* [What needs to be done]:
Rewrite every line of the items below, requests included, and increase each pixel coordinate in the answers by 51. Leave the pictures out.

* [Working data]:
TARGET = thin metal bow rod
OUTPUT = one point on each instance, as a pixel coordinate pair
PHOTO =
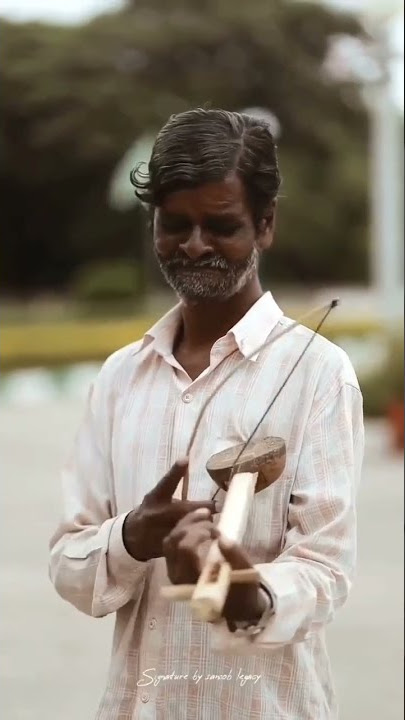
(327, 308)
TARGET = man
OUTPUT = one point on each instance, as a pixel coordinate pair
(212, 188)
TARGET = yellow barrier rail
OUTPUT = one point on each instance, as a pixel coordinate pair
(50, 344)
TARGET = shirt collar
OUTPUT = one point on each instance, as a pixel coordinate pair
(249, 333)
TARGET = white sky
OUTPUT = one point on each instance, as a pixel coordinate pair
(77, 11)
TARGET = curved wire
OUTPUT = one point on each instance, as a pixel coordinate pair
(234, 468)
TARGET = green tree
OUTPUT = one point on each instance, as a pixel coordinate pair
(73, 100)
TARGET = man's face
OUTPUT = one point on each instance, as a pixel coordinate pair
(205, 240)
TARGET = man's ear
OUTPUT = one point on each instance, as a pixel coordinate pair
(267, 227)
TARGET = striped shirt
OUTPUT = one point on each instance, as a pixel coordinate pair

* [In response]:
TARGET = thin metal bow rod
OUTPUT = one point on each instance, as a pixel coordinate pair
PHOTO =
(378, 359)
TARGET = man
OUTPUT = one point on each instance, as a pixel coordinate pair
(263, 239)
TARGET = yellow barrier rail
OUTPUT = one point on each instance, as a pixel coordinate pair
(101, 395)
TARGET = shirt collar
OUTPUT = one point on each instance, as a pixel coordinate pair
(300, 384)
TARGET = white sky
OUTPUT = one point on each instance, as a pixel coordinate pair
(128, 62)
TARGET = curved wire
OUTPUT = one point on each instance, as a pixel coordinate pair
(285, 519)
TARGET = green tree
OUTPUT = one point on each instance, as a pixel coordinate pair
(124, 151)
TARGET = man's face
OUTPUT = one point on each instance, as a pixel coordinate pair
(256, 291)
TARGET = man's ear
OUTPUT = one point on each instance, as a pixel coordinate pair
(318, 278)
TARGET = striped shirt
OUTPUT = one point on each instance, as a pixel coordinate pair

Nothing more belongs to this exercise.